Point annotations for photos —
● ● ● ● ●

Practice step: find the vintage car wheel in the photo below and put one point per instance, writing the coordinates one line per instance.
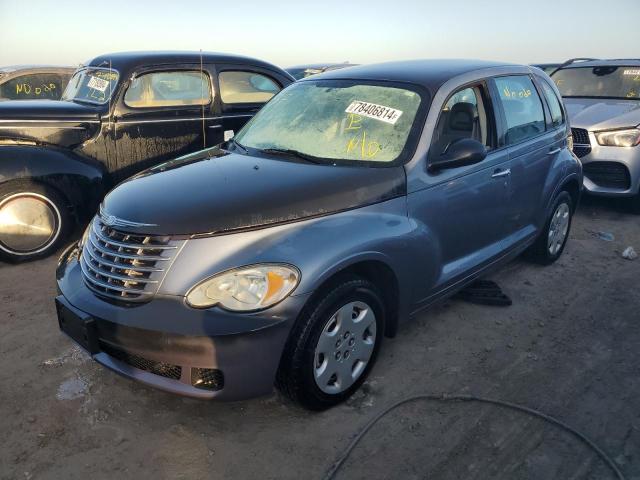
(553, 238)
(334, 345)
(33, 221)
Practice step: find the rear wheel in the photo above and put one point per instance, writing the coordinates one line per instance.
(552, 240)
(33, 221)
(333, 346)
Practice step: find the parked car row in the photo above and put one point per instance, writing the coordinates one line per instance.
(120, 114)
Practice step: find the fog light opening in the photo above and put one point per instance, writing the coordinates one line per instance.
(207, 378)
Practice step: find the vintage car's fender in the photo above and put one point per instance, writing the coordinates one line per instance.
(79, 180)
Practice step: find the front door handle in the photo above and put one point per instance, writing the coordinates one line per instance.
(499, 173)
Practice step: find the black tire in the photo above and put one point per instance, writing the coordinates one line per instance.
(539, 252)
(295, 377)
(57, 206)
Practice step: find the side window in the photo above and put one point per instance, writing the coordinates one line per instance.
(33, 86)
(464, 115)
(522, 108)
(246, 87)
(554, 104)
(169, 89)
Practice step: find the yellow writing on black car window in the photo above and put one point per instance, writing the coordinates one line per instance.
(359, 143)
(523, 93)
(354, 122)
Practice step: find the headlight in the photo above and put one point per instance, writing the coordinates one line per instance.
(619, 138)
(254, 287)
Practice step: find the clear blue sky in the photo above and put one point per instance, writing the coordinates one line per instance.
(290, 32)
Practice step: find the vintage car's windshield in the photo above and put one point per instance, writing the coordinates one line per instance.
(336, 120)
(603, 81)
(93, 85)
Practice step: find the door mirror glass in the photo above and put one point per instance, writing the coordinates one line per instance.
(461, 152)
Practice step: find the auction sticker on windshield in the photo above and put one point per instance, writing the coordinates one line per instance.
(98, 84)
(377, 112)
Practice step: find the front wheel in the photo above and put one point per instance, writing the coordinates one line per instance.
(333, 346)
(553, 238)
(33, 221)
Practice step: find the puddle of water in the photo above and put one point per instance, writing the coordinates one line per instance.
(72, 388)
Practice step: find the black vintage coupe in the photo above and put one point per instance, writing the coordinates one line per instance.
(120, 114)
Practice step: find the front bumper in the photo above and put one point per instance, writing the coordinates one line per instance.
(170, 346)
(603, 164)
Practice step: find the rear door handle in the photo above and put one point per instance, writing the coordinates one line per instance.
(499, 173)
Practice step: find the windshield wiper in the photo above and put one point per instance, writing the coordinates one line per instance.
(239, 145)
(291, 153)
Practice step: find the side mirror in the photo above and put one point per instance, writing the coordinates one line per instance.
(461, 152)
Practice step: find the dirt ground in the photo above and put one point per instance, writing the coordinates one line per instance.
(568, 346)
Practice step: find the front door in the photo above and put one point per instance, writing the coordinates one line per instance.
(162, 114)
(463, 209)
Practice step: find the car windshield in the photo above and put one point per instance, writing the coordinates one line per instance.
(336, 120)
(93, 85)
(603, 81)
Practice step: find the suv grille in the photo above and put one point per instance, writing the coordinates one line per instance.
(581, 143)
(608, 174)
(124, 266)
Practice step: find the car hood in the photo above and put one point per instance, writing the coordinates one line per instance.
(602, 114)
(50, 122)
(216, 191)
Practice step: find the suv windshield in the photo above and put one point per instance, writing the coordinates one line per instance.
(94, 85)
(603, 81)
(336, 120)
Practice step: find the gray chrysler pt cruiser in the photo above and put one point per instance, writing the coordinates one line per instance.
(351, 201)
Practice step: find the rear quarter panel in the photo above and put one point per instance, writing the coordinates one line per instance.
(77, 179)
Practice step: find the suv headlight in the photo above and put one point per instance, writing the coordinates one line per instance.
(619, 138)
(244, 289)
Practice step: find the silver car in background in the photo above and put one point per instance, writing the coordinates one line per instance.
(602, 98)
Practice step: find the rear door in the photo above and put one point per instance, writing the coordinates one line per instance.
(464, 208)
(532, 144)
(244, 89)
(163, 113)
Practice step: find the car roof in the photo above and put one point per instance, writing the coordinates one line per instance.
(320, 65)
(615, 62)
(22, 68)
(427, 73)
(126, 61)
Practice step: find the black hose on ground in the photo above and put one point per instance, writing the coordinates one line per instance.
(471, 398)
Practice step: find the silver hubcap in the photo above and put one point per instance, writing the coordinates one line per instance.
(558, 228)
(345, 347)
(29, 223)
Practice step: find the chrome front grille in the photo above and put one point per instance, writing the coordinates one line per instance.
(124, 266)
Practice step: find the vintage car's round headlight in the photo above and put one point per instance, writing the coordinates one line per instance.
(253, 287)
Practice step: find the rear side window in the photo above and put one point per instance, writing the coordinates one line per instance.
(246, 87)
(34, 86)
(169, 89)
(522, 108)
(554, 104)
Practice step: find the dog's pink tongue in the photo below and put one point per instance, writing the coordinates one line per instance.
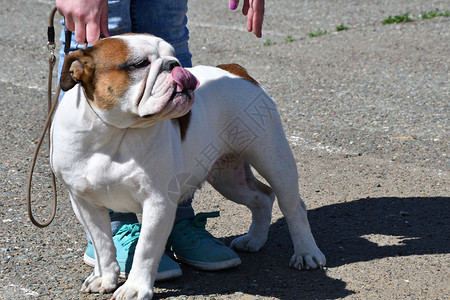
(184, 79)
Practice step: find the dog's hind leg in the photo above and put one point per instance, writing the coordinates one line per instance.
(277, 165)
(96, 222)
(236, 182)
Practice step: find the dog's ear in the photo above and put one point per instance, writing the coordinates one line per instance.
(77, 68)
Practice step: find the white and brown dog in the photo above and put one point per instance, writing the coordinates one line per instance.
(127, 136)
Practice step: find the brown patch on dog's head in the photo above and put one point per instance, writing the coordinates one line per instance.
(238, 71)
(98, 70)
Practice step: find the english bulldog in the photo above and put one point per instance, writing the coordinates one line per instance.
(135, 132)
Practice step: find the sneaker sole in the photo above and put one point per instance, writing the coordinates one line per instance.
(161, 276)
(211, 266)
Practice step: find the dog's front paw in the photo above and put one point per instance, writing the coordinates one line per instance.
(311, 259)
(248, 242)
(99, 284)
(133, 291)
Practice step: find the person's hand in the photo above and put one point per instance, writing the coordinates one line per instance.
(254, 10)
(87, 18)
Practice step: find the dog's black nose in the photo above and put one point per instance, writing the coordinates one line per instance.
(168, 65)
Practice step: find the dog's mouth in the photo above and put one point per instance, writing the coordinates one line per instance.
(182, 95)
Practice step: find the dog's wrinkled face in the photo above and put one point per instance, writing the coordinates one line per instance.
(131, 80)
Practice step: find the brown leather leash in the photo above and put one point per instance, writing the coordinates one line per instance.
(46, 131)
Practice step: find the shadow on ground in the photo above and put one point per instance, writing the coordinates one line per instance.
(419, 225)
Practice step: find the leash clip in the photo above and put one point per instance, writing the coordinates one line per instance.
(51, 49)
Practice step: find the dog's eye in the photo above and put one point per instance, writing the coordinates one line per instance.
(141, 64)
(133, 66)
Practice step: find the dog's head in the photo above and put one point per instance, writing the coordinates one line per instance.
(131, 80)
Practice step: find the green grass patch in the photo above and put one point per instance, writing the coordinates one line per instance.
(341, 27)
(434, 14)
(268, 42)
(397, 19)
(319, 32)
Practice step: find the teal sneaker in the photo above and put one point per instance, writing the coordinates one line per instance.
(192, 244)
(125, 241)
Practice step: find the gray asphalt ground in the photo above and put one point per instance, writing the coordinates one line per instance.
(366, 112)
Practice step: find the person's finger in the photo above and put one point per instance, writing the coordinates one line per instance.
(258, 17)
(245, 7)
(92, 32)
(80, 32)
(233, 4)
(104, 23)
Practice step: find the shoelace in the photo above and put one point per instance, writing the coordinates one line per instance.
(128, 234)
(196, 228)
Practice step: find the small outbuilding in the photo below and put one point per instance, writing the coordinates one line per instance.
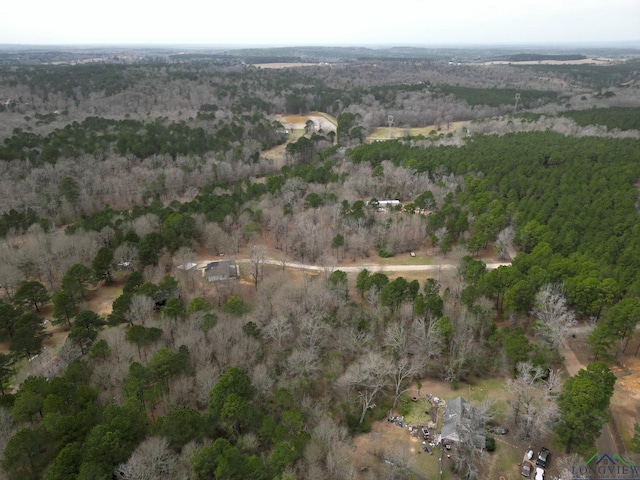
(460, 424)
(221, 270)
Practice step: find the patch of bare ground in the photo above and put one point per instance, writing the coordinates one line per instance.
(625, 403)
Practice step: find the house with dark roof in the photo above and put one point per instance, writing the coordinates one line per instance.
(461, 424)
(221, 270)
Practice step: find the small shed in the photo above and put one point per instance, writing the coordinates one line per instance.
(221, 270)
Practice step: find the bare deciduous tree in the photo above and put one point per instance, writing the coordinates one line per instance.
(152, 459)
(554, 318)
(365, 378)
(532, 400)
(258, 259)
(141, 309)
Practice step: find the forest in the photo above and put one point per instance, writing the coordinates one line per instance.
(125, 178)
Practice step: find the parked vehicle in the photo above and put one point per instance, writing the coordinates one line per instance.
(527, 468)
(543, 457)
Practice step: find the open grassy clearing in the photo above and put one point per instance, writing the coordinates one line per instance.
(382, 133)
(386, 436)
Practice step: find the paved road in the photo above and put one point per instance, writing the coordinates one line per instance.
(371, 268)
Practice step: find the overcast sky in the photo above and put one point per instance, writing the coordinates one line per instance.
(328, 22)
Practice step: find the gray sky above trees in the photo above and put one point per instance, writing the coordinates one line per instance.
(330, 22)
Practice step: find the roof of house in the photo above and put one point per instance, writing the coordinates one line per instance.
(221, 269)
(457, 423)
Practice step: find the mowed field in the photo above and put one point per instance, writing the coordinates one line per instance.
(382, 133)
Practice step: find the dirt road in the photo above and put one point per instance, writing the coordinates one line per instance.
(605, 443)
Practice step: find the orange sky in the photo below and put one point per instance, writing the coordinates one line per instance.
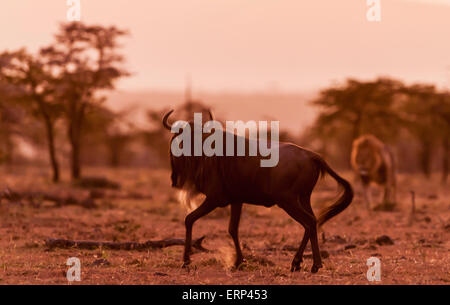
(254, 44)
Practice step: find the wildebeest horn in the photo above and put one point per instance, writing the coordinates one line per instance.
(165, 123)
(211, 116)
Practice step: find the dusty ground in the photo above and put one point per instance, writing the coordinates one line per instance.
(146, 208)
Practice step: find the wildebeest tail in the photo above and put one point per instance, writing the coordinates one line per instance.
(344, 200)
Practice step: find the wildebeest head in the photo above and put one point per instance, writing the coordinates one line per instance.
(187, 171)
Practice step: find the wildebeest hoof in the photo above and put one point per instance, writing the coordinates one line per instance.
(186, 264)
(315, 268)
(295, 267)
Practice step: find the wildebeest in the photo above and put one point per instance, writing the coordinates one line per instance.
(373, 161)
(235, 180)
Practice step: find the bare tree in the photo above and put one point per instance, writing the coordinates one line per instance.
(84, 61)
(32, 86)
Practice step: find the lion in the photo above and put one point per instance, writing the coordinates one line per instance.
(373, 161)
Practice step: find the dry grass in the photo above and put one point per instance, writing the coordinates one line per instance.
(145, 207)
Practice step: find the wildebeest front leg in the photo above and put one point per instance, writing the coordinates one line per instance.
(233, 229)
(206, 207)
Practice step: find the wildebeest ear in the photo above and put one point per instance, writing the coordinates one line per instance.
(166, 117)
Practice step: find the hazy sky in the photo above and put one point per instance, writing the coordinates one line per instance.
(254, 44)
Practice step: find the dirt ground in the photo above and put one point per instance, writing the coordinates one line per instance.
(146, 208)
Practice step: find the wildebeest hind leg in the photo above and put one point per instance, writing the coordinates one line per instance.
(233, 229)
(298, 258)
(308, 221)
(205, 208)
(367, 196)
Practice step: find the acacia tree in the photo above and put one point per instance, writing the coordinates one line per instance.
(84, 60)
(33, 87)
(356, 108)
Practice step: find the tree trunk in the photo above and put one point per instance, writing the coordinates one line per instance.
(51, 148)
(445, 159)
(75, 154)
(75, 128)
(425, 157)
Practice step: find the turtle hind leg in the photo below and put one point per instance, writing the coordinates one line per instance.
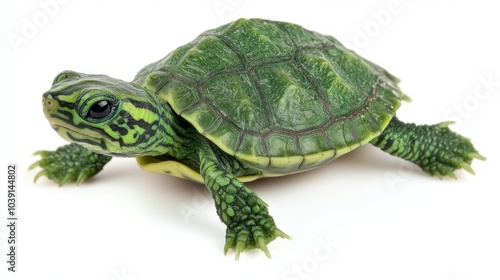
(68, 163)
(435, 148)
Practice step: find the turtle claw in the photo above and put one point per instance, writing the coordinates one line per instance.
(467, 167)
(256, 240)
(476, 156)
(69, 163)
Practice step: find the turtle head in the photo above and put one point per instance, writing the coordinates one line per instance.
(105, 115)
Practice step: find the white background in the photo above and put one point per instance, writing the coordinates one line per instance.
(383, 218)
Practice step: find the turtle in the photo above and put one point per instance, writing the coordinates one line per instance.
(250, 99)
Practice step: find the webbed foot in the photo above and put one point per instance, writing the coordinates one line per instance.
(253, 233)
(69, 163)
(435, 148)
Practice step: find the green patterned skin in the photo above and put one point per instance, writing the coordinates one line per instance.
(250, 99)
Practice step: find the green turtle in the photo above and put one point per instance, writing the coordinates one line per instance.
(253, 98)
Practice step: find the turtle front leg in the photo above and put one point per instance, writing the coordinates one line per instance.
(248, 222)
(71, 162)
(435, 148)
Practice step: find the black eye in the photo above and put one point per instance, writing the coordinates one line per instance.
(100, 110)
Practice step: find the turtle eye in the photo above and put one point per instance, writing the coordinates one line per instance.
(100, 109)
(97, 108)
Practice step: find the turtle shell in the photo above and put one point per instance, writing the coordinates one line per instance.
(278, 97)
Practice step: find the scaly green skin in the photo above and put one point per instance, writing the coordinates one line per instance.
(69, 163)
(252, 98)
(435, 148)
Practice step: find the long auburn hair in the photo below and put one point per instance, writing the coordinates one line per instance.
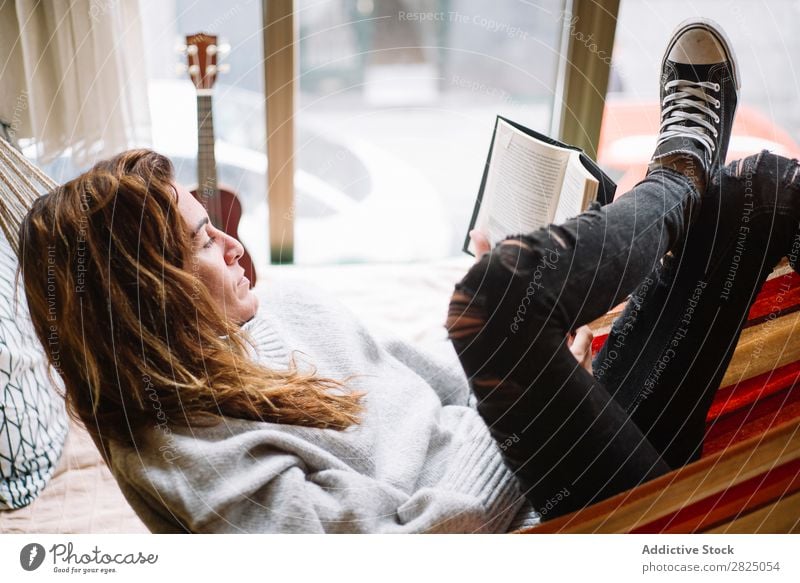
(136, 337)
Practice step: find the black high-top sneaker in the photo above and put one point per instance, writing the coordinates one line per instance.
(699, 93)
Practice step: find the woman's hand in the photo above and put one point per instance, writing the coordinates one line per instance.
(481, 243)
(580, 345)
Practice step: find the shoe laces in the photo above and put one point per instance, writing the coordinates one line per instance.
(690, 103)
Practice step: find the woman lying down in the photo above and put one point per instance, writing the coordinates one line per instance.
(219, 415)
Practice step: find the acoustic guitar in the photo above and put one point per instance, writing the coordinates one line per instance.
(222, 204)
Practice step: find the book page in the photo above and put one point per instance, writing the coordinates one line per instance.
(576, 191)
(522, 185)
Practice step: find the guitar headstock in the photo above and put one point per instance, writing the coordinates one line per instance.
(202, 53)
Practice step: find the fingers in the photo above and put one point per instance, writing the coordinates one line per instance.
(480, 241)
(581, 346)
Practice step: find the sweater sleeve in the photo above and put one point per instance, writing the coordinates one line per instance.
(258, 481)
(437, 363)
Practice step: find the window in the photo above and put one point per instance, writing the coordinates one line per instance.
(763, 36)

● ● ● ● ●

Reproduce precisely the lines of the listing above, from the line containing "Practice step: find the long" to the last line, both ends included. Pictures are to be omitted.

Practice step: find the long auburn hair in the photo below and put one point per instance, writing the coordinates one line per instance.
(136, 337)
Practice step: find the black high-top sneaker in the photo above and put one point per instance, writing the coordinates one line per instance.
(699, 93)
Practice step: find the woman's hand in the photo above and put one point per instance, writing the coordinates one line per instance.
(481, 243)
(580, 345)
Practice step: find the shoe laces in the photo above and put one point per instance, writing the coordinates one line per instance.
(690, 103)
Practice step: find the woman lying down in the photo above and put one point per instance, writing the coordinates one line per instance.
(219, 415)
Practice step: find the acoustic guitar in the photo above and put one point per instance, writing the coordinates one line per instance.
(222, 204)
Practice step: find the book page in the photo above and put one point per instance, writing the coordinates one line per instance.
(576, 191)
(522, 185)
Practice step: find the guitar headstock in the photo above and put one point per instance, writing the coordinates one line per instance.
(202, 53)
Practice step: find the fingers in the photo above and put one point per instance, writing the coordinates one line per instance.
(480, 241)
(581, 346)
Practice step: find the sweater sleeve in the photo above and put one point per instance, writing the coordinates one line per instance.
(258, 481)
(437, 363)
Practice step: find the window in the photo above and put one point per instance, writing the coordinates one line per instance.
(763, 36)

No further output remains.